- [EXCERPT TO READ]
▼▼▼

Diabetes adversely acts on the phases of normal wound healing phases, i.e., hemostasis, inflammatory phase, proliferative phase, re-epithelialization and remodeling phase, and poses a big burden on the quality of life of a diabetic individual. Hyperglycemia can trigger oxidative stress, increase inflammatory cytokines, interrupt angiogenesis, decrease the functioning of fibroblast and keratinocyte, induce neuropathy associated events, increase MMPs, and reduce TIMPs that is responsible for impaired states of wound healing. An understanding sequence of the molecular and cellular cascade, epigenetic mechanisms, microbial perspective, complexity and plasticity of impaired wound healing in diabetic conditions is required for targeted research focusing on treatment of diabetic wound. Pharmacotherapy/strategy involving angiogenesis stimulation, growth factors, cytokines modulators, MMP inhibitors, ECM stimulators, anti-inflammatory drugs, antidiabetic agents, antimicrobial drugs, debridement, offloading, PRP, oxygen therapy, NPWT, LLLT, ESWT, stem cells, bio-engineered substitutes, and various natural-based products have shown their benefit. There has been a lack of quality-based evidence of efficacy of different adjuvant therapies tested through different clinical trials, thus more structured and quality studies are required. Indeed, the utilisation of medicinal plants/products in diabetic wound care holds prodigious potential in the future, and the development of innovative pharmaceutical formulations for advanced wound care is equally critical. Effective diabetic wound management necessitates a combination of techniques, including medication and non-pharmacological intervention. Hence, the treatment strategy of the future can only succeed if research concentrated on plausible drug targets after comprehending the inherent pathological complexities, evaluating non-pharmacological approaches through well-designed clinical trials, and targeting natural sources for new drug development.

▲▲▲

- [PROVIDED RECORDS]

▼▼▼

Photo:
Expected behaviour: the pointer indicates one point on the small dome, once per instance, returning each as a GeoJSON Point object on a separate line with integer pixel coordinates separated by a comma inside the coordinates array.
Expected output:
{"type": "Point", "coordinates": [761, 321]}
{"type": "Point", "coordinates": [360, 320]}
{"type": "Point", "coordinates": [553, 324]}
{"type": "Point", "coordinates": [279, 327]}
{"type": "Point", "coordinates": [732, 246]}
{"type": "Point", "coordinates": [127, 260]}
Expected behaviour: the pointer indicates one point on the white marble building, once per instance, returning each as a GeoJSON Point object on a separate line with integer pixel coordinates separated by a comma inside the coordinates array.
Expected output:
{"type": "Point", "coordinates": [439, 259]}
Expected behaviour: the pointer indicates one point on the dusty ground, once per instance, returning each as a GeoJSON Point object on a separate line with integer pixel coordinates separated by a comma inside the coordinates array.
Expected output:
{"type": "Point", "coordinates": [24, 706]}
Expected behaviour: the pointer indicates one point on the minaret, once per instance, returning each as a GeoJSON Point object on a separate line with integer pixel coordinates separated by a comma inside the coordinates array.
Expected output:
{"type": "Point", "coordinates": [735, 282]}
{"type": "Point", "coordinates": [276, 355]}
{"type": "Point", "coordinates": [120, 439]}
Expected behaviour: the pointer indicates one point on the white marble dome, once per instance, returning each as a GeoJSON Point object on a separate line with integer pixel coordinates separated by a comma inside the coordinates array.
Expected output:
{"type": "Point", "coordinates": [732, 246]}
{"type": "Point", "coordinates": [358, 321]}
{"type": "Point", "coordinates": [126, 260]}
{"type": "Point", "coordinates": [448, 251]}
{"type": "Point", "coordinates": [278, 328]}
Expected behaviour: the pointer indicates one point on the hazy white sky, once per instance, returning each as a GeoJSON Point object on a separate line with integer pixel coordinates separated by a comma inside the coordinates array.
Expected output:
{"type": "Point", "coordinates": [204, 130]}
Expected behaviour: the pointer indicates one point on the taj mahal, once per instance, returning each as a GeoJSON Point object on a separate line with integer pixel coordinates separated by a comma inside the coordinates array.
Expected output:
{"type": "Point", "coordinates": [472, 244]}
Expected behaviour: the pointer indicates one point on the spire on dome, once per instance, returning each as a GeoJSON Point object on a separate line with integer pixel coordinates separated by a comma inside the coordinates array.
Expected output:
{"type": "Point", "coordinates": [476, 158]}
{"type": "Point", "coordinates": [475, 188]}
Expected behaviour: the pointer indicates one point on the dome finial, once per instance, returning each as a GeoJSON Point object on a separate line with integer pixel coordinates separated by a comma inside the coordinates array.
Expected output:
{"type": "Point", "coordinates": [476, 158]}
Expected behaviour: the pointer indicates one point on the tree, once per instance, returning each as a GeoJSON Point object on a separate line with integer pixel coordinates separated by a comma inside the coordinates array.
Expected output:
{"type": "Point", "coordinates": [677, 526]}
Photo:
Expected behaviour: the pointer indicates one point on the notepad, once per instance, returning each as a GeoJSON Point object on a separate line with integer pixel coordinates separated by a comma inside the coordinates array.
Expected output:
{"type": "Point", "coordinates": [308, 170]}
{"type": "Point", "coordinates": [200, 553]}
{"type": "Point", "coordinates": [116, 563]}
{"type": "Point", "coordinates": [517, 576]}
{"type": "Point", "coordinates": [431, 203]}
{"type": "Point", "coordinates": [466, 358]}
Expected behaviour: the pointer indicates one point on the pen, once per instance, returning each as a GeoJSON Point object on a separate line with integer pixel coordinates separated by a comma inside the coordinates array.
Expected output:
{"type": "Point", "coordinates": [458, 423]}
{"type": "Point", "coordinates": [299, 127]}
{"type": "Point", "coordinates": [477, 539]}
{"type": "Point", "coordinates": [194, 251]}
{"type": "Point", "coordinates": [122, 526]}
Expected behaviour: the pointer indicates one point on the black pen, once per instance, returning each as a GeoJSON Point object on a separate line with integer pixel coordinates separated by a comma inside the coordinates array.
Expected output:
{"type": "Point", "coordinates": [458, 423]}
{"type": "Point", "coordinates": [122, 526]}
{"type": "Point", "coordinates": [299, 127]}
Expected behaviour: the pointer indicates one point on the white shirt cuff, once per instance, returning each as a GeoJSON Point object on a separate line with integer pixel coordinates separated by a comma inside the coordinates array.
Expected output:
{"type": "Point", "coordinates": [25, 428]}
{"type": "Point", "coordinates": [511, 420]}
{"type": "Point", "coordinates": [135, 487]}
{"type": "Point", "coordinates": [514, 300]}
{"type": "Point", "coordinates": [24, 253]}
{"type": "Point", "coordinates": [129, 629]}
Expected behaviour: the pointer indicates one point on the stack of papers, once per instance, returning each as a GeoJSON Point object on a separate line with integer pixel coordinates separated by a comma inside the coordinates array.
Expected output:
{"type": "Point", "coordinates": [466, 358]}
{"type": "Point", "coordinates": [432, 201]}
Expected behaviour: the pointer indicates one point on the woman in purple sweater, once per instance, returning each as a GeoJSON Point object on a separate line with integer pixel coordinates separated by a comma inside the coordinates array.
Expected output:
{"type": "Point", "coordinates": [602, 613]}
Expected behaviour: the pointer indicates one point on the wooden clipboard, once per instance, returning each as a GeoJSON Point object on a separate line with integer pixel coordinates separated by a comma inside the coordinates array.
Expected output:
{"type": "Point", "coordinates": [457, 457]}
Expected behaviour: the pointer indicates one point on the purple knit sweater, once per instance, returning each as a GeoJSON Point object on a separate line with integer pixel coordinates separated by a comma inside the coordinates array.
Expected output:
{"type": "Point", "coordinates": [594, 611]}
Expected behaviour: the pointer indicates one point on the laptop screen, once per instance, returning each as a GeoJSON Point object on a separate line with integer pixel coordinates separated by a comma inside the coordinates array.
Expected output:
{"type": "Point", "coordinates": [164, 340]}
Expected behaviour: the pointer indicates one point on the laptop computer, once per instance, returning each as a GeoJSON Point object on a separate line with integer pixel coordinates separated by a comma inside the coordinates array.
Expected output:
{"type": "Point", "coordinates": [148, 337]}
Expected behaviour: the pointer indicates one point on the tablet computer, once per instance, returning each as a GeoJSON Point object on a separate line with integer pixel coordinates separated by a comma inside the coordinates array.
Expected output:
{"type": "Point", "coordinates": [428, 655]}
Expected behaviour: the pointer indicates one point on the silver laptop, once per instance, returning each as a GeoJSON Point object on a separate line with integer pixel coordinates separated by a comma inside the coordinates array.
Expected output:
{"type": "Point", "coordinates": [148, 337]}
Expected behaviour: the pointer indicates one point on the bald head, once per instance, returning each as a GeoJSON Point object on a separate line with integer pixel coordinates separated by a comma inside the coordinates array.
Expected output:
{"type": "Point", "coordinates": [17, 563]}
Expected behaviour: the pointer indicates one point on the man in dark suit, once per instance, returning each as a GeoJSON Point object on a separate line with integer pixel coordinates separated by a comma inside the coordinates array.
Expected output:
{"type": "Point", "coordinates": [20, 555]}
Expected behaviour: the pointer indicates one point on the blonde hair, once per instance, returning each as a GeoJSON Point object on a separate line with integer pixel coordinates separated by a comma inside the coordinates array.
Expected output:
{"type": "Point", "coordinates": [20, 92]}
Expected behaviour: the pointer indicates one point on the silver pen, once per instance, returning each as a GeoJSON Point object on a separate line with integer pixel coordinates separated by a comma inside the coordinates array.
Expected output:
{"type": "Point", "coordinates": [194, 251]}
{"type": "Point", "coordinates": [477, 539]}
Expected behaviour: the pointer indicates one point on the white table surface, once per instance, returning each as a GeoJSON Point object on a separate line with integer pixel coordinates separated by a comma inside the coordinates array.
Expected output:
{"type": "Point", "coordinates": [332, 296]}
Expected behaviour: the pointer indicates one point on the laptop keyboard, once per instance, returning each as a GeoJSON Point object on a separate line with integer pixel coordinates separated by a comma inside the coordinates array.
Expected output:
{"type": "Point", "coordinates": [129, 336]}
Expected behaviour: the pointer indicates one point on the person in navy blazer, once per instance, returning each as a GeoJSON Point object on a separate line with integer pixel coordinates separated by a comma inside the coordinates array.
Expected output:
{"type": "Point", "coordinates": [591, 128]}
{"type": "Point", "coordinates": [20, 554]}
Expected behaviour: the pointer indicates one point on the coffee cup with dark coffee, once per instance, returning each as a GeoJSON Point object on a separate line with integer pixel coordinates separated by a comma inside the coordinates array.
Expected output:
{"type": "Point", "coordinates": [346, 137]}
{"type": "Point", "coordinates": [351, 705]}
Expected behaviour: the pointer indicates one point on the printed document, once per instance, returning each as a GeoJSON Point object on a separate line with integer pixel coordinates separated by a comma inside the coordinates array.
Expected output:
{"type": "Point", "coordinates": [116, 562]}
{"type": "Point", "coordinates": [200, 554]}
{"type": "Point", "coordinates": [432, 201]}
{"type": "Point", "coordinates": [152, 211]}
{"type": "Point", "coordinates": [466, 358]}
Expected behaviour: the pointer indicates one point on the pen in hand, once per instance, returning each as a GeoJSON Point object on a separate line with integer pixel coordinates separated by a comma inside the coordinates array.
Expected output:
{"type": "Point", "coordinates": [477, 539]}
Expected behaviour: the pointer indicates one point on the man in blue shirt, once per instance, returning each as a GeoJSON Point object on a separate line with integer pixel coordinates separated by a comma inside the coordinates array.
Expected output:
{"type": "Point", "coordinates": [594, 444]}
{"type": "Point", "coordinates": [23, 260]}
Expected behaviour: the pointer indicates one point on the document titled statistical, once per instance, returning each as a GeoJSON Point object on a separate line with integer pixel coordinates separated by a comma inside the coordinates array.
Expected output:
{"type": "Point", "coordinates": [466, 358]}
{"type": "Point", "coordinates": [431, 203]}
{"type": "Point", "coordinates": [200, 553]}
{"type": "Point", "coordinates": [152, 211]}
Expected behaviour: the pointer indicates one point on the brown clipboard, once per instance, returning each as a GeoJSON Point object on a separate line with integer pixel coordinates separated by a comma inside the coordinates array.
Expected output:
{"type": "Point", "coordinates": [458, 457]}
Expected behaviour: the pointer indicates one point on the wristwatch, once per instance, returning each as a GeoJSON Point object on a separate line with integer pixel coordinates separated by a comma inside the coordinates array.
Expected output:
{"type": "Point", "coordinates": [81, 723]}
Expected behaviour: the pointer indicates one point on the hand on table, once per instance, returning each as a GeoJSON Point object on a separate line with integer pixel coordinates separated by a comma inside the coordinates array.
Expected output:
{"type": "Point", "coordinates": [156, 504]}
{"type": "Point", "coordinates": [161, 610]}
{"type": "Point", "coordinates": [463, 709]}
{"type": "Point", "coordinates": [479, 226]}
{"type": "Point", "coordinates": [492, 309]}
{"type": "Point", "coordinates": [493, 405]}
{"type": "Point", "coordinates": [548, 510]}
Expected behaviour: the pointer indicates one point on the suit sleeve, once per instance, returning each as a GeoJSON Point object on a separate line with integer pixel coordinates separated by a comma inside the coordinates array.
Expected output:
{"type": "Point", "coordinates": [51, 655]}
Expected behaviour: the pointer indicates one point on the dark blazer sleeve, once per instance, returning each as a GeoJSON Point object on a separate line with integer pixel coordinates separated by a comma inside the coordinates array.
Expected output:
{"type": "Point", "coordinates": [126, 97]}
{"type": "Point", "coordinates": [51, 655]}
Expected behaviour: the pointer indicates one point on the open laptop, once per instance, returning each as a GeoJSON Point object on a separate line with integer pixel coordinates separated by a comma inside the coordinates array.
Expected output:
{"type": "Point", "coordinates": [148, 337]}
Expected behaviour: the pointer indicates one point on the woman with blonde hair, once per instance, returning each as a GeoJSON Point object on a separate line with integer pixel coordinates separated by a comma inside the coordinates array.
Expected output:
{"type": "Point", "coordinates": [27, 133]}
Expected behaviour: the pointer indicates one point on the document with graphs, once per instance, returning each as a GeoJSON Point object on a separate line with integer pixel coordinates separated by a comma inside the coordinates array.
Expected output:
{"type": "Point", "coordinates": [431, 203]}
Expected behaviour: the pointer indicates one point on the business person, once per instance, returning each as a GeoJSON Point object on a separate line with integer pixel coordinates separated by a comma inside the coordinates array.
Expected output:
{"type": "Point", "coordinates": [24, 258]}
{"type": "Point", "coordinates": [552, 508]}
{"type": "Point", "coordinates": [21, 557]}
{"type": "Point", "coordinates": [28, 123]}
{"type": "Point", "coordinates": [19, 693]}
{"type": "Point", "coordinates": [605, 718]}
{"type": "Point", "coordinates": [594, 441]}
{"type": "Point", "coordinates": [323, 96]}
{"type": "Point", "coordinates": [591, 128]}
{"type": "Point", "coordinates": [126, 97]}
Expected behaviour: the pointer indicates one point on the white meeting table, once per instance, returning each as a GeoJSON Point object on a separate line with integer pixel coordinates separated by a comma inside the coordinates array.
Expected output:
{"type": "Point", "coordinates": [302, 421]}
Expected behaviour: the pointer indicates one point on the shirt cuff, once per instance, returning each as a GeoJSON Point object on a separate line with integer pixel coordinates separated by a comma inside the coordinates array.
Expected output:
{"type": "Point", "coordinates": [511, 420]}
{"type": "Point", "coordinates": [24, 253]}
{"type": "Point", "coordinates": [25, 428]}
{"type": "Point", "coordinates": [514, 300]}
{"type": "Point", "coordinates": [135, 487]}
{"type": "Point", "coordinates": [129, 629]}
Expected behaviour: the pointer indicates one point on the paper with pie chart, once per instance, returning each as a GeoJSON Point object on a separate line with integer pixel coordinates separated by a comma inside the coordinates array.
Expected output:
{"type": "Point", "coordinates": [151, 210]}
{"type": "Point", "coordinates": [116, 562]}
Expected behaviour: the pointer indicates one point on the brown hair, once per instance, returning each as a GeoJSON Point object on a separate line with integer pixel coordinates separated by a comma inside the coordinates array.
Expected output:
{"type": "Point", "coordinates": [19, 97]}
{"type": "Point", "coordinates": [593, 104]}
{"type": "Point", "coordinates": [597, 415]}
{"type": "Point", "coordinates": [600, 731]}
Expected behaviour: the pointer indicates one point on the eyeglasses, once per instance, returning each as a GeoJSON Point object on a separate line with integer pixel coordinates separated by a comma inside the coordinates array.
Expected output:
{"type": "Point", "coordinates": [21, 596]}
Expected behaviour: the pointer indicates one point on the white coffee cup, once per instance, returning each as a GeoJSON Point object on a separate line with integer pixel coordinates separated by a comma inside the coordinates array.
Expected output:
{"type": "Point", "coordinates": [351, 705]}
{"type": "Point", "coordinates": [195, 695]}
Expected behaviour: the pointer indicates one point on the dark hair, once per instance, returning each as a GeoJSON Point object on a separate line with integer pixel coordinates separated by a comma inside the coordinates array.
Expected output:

▲▲▲

- [DIRECTIONS FOR THIS TASK]
Copy the whole passage on diabetic wound healing above, word for word.

- [SOLUTION]
Diabetes adversely acts on the phases of normal wound healing phases, i.e., hemostasis, inflammatory phase, proliferative phase, re-epithelialization and remodeling phase, and poses a big burden on the quality of life of a diabetic individual. Hyperglycemia can trigger oxidative stress, increase inflammatory cytokines, interrupt angiogenesis, decrease the functioning of fibroblast and keratinocyte, induce neuropathy associated events, increase MMPs, and reduce TIMPs that is responsible for impaired states of wound healing. An understanding sequence of the molecular and cellular cascade, epigenetic mechanisms, microbial perspective, complexity and plasticity of impaired wound healing in diabetic conditions is required for targeted research focusing on treatment of diabetic wound. Pharmacotherapy/strategy involving angiogenesis stimulation, growth factors, cytokines modulators, MMP inhibitors, ECM stimulators, anti-inflammatory drugs, antidiabetic agents, antimicrobial drugs, debridement, offloading, PRP, oxygen therapy, NPWT, LLLT, ESWT, stem cells, bio-engineered substitutes, and various natural-based products have shown their benefit. There has been a lack of quality-based evidence of efficacy of different adjuvant therapies tested through different clinical trials, thus more structured and quality studies are required. Indeed, the utilisation of medicinal plants/products in diabetic wound care holds prodigious potential in the future, and the development of innovative pharmaceutical formulations for advanced wound care is equally critical. Effective diabetic wound management necessitates a combination of techniques, including medication and non-pharmacological intervention. Hence, the treatment strategy of the future can only succeed if research concentrated on plausible drug targets after comprehending the inherent pathological complexities, evaluating non-pharmacological approaches through well-designed clinical trials, and targeting natural sources for new drug development.